The Supreme Court agreed Monday to hear a Trump administration appeal and decide if “criminal aliens” may be held indefinitely while they fight deportation.

The case to be heard in the fall could give the administration more power to arrest and hold immigrants, including green card holders, who have criminal records.

The government’s lawyers say immigration laws call for deporting non-citizens with “aggravated felonies” on their records. And in such cases, they say these people may be held for months or even years while their claims are before the immigration courts.

Judges have been split on whether non-citizens fighting deportation have a right to a bond hearing and a chance to go free if they pose no risk to public safety.

The 2nd Circuit Court of Appeals in New York ruled for a pair of green card holders who faced deportation to the Dominican Republic and Jamaica. Both had been convicted of assaults that were characterized as aggravated felonies under the immigration laws.

DATA SUPPLIED –

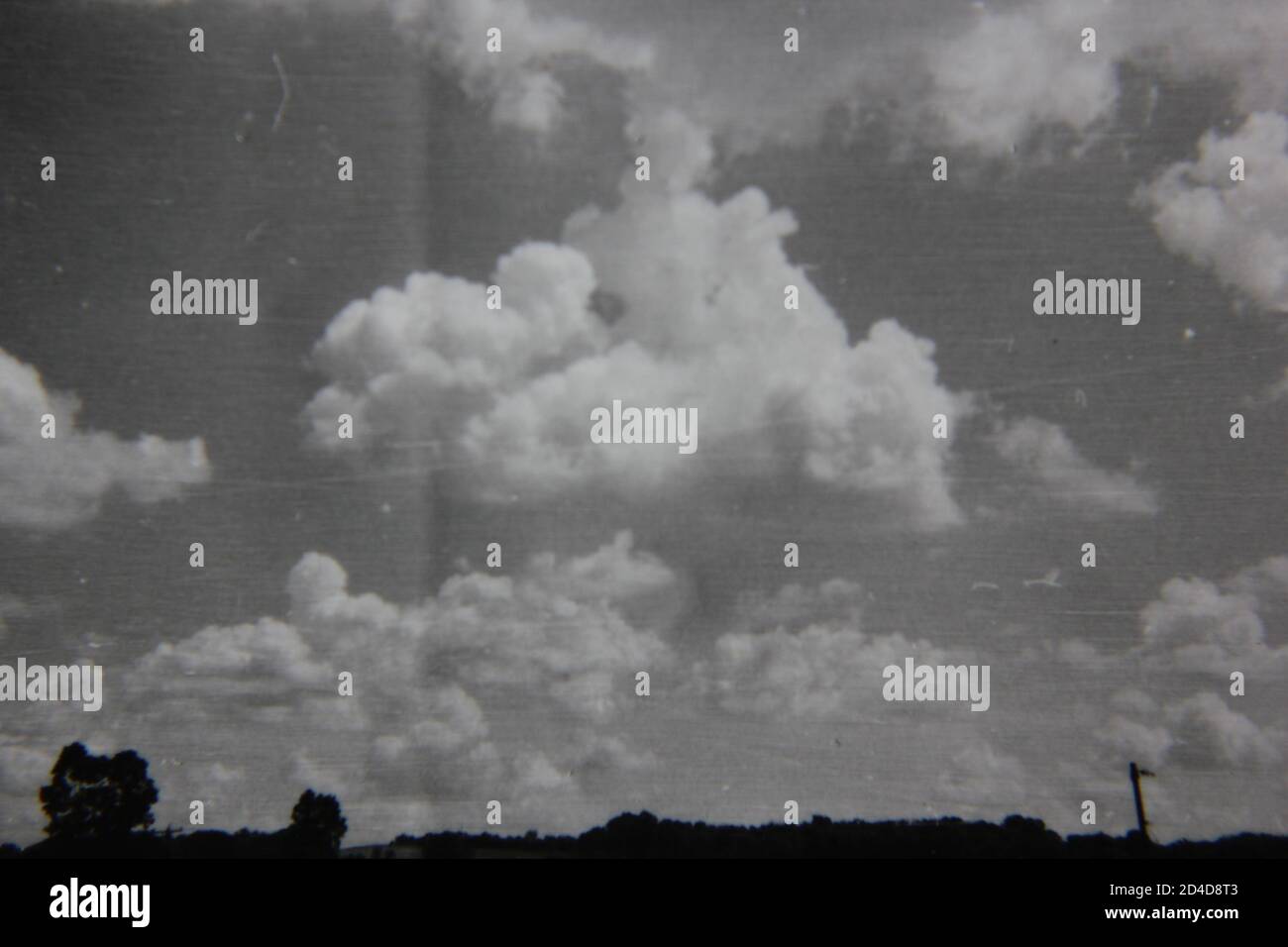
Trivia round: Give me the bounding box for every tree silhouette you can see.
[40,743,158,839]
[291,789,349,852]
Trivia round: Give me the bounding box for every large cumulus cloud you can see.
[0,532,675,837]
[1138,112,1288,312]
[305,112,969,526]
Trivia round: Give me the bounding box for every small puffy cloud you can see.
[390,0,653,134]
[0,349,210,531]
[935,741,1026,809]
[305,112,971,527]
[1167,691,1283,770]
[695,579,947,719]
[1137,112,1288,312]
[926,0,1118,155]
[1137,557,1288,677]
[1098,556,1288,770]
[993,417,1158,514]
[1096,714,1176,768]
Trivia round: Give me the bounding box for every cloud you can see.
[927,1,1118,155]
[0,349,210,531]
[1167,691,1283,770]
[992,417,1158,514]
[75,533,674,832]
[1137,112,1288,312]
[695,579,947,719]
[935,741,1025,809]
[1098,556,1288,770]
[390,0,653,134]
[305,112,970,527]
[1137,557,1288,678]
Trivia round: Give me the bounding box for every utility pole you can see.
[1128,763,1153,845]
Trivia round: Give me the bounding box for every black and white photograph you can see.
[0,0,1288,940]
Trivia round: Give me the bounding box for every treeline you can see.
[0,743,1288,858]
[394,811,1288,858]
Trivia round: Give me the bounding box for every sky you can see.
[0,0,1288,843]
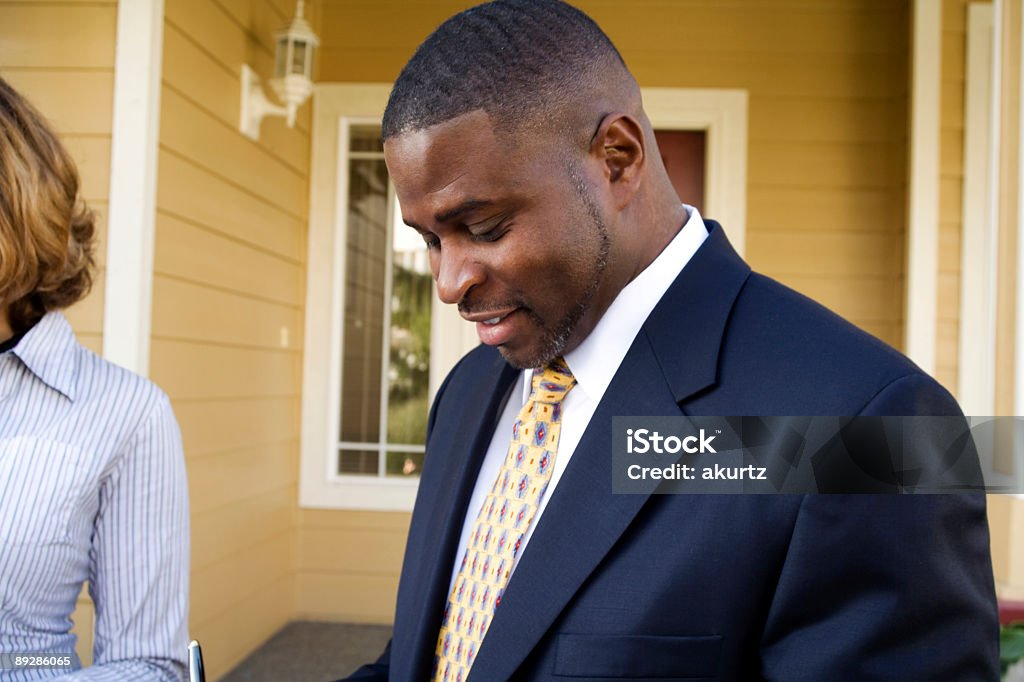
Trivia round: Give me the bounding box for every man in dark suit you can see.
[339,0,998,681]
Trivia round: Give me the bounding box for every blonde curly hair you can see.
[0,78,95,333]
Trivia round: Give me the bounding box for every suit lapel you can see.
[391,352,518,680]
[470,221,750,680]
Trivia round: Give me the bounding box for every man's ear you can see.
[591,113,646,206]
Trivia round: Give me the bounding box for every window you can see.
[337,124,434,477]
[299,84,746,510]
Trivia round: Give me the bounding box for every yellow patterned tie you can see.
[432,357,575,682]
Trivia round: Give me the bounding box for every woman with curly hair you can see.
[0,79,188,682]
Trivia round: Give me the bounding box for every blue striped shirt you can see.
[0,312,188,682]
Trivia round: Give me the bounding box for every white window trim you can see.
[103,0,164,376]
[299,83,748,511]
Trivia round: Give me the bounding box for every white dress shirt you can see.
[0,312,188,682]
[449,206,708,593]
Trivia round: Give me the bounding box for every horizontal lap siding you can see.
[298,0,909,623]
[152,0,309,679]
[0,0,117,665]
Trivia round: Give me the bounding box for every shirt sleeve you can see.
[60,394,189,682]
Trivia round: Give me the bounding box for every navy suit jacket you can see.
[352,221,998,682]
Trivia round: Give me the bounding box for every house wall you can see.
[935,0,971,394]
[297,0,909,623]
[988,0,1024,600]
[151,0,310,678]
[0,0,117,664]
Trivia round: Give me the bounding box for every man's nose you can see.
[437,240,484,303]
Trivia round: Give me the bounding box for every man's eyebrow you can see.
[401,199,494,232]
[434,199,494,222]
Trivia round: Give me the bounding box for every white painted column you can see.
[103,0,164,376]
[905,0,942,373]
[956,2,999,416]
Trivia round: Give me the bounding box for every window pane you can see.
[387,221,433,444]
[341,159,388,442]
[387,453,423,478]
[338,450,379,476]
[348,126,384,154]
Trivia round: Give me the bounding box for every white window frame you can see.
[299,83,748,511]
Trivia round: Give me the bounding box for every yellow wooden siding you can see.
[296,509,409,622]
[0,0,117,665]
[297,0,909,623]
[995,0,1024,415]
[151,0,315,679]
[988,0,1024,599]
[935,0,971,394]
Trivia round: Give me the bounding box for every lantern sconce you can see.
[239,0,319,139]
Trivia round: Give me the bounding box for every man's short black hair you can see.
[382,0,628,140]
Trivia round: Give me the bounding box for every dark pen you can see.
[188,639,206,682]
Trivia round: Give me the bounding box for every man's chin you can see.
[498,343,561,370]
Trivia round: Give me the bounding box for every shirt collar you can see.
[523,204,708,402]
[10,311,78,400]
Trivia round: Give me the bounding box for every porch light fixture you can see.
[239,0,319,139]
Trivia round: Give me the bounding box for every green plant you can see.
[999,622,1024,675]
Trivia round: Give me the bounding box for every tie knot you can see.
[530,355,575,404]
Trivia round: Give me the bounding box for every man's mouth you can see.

SHORT TASK A –
Return the stretch of the Supreme Court passage from "The case to" through "the immigration courts.", copied word for word.
SHORT TASK B –
Swap "green plant" for "potted plant" in the stretch of entries from the line containing "Trivia round: Give me the bounding box for every porch" through the end of the entries. Give back only those lines, with everything else left unchanged.

EXERCISE OUTPUT A –
The case to be heard in the fall could give the administration more power to arrest and hold immigrants, including green card holders, who have criminal records.

The government’s lawyers say immigration laws call for deporting non-citizens with “aggravated felonies” on their records. And in such cases, they say these people may be held for months or even years while their claims are before the immigration courts.

EXERCISE OUTPUT B –
Trivia round: Give me the bounding box for every porch light fixture you can see.
[239,0,319,139]
Trivia round: Give me the bounding box for every potted plant you can see.
[999,622,1024,675]
Trivia round: Give me the bounding box for every tie knot you can see.
[530,355,575,404]
Trivia round: Give me the bounding box for every man's mouth you can see.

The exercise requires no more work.